### Exercise instructions
Write every line of the records below as a JSON list of strings, one string per line, with blank lines skipped and the pictures left out.

### Provided data
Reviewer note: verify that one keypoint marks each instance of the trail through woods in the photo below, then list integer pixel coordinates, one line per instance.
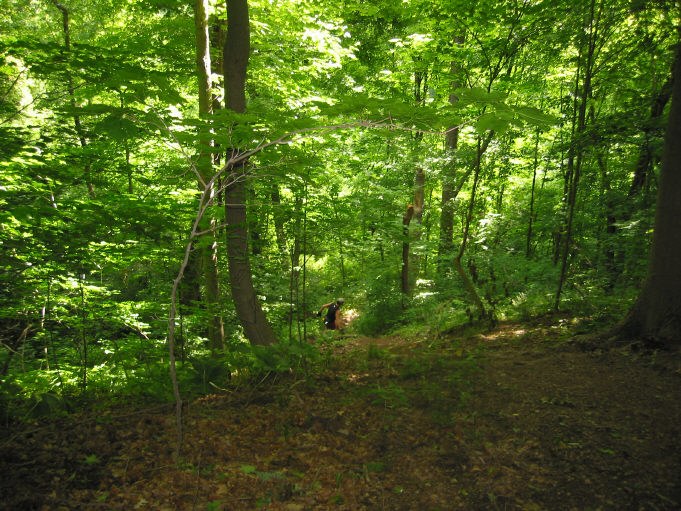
(510, 419)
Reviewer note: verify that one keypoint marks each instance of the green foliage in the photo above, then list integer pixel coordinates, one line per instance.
(97, 191)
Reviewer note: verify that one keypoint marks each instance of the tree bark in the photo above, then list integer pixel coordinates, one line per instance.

### Response
[
  "Reviewer note: verify that one keypoint marks each instance of the trail through woods in the photo below, then list integer pixel coordinates, one line per instance.",
  "(510, 419)",
  "Reviewer note: verify that one keypoint marks each instance of the green foliage in the photo above, then list integer pixel coordinates, one line per instance.",
  "(97, 191)",
  "Reviewer note: verify that one keypoint marks each instance of the tree bark in the photo above, then list integer pixel coordinates, one line per instance."
]